── Fragmento de texto

Un ejemplo de ethos, mucho menos conocido que el de Atenas, pero no por ello menos interesante, es el de la antigua comunidad morisca de Hornachos.

Hornachos es un pequeño pueblo situado a los pies de la Sierra Grande, en el centro de la provincia de Badajoz. En el siglo XVI era el principal enclave morisco de Castilla. Su población estaba compuesta, casi en su totalidad, por musulmanes. Era un pueblo próspero que contaba con unos recursos hídricos provenientes de la Sierra que la laboriosidad y saber de los campesinos mudéjares había sabido explotar en forma de huertas, se explotaban algunas minas y seda. Además muchos hornacheros eran arrieros, dedicándose al traslado de mercancías de unos lugares a otros.

────

Tarea propuesta
Copia el fragmento del texto sobre Hornachos que empieza con "Un ejemplo de" y termina con "lugares a otros.", sustituyendo "arrieros" por "transportistas".

── Material extraído

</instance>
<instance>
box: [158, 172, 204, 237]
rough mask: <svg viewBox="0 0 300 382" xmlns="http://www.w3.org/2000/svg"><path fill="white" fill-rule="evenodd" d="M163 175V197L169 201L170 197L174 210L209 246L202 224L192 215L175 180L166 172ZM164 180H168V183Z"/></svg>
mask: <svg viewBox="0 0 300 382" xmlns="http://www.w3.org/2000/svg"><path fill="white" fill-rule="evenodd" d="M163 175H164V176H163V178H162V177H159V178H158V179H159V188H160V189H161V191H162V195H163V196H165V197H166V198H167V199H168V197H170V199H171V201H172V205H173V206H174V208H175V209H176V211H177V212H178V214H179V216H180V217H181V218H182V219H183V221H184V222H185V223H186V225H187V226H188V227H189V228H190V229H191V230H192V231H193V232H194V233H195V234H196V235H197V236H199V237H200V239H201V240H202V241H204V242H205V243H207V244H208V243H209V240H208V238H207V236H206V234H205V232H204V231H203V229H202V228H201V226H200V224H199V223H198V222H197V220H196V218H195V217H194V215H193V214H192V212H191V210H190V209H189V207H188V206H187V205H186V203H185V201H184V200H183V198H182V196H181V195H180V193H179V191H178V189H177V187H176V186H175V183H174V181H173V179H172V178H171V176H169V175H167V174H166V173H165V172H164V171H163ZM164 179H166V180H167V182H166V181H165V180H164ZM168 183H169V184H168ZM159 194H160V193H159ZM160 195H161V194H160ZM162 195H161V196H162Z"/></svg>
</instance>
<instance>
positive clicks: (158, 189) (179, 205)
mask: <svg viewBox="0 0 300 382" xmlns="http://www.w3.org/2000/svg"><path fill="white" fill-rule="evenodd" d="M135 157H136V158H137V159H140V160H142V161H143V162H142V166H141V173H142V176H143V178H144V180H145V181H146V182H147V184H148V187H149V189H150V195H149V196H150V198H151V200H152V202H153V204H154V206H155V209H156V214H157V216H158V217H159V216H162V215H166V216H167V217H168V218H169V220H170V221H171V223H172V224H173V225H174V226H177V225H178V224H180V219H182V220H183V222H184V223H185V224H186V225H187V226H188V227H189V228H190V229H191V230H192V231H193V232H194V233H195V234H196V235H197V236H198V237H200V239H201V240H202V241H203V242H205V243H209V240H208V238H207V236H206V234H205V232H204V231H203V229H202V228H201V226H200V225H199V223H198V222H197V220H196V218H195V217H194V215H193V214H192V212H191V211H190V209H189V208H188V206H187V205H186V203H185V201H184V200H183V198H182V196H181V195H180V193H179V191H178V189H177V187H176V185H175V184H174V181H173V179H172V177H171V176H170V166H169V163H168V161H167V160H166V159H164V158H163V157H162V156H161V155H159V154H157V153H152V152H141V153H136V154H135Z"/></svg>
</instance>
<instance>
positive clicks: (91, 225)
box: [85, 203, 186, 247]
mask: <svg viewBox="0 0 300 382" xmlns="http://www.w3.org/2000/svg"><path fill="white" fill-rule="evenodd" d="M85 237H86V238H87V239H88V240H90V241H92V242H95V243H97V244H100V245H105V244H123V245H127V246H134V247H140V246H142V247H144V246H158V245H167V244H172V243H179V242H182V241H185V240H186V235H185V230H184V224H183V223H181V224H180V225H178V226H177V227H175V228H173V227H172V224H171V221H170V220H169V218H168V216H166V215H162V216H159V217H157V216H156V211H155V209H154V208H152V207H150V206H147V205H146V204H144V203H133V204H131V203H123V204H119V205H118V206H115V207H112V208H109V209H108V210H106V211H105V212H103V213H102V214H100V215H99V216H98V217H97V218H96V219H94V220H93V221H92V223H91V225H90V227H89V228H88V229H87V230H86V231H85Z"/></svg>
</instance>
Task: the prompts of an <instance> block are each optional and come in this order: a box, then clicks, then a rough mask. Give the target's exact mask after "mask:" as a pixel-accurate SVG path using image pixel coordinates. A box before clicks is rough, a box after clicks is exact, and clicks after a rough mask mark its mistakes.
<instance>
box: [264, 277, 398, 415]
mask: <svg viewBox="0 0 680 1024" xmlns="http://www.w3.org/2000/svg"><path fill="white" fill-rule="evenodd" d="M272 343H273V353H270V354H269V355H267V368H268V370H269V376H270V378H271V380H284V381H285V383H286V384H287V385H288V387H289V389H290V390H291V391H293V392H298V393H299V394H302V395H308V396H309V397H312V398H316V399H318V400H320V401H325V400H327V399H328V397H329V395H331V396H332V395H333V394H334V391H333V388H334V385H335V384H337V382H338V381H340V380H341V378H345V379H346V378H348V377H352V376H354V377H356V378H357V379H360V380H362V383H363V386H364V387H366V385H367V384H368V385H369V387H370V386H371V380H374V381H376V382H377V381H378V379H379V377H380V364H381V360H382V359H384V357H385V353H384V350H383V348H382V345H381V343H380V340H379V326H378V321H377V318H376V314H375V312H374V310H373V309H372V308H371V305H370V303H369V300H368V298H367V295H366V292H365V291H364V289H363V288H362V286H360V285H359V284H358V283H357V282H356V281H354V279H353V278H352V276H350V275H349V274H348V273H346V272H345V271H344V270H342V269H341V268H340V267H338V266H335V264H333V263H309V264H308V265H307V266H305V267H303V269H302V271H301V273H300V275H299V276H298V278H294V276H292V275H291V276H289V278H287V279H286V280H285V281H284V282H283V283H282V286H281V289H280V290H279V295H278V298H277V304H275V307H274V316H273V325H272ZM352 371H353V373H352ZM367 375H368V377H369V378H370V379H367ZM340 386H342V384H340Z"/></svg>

────

Solución propuesta
Un ejemplo de ethos, mucho menos conocido que el de Atenas, pero no por ello menos interesante, es el de la antigua comunidad morisca de Hornachos.

Hornachos es un pequeño pueblo situado a los pies de la Sierra Grande, en el centro de la provincia de Badajoz. En el siglo XVI era el principal enclave morisco de Castilla. Su población estaba compuesta, casi en su totalidad, por musulmanes. Era un pueblo próspero que contaba con unos recursos hídricos provenientes de la Sierra que la laboriosidad y saber de los campesinos mudéjares había sabido explotar en forma de huertas, se explotaban algunas minas y seda. Además muchos hornacheros eran transportistas, dedicándose al traslado de mercancías de unos lugares a otros.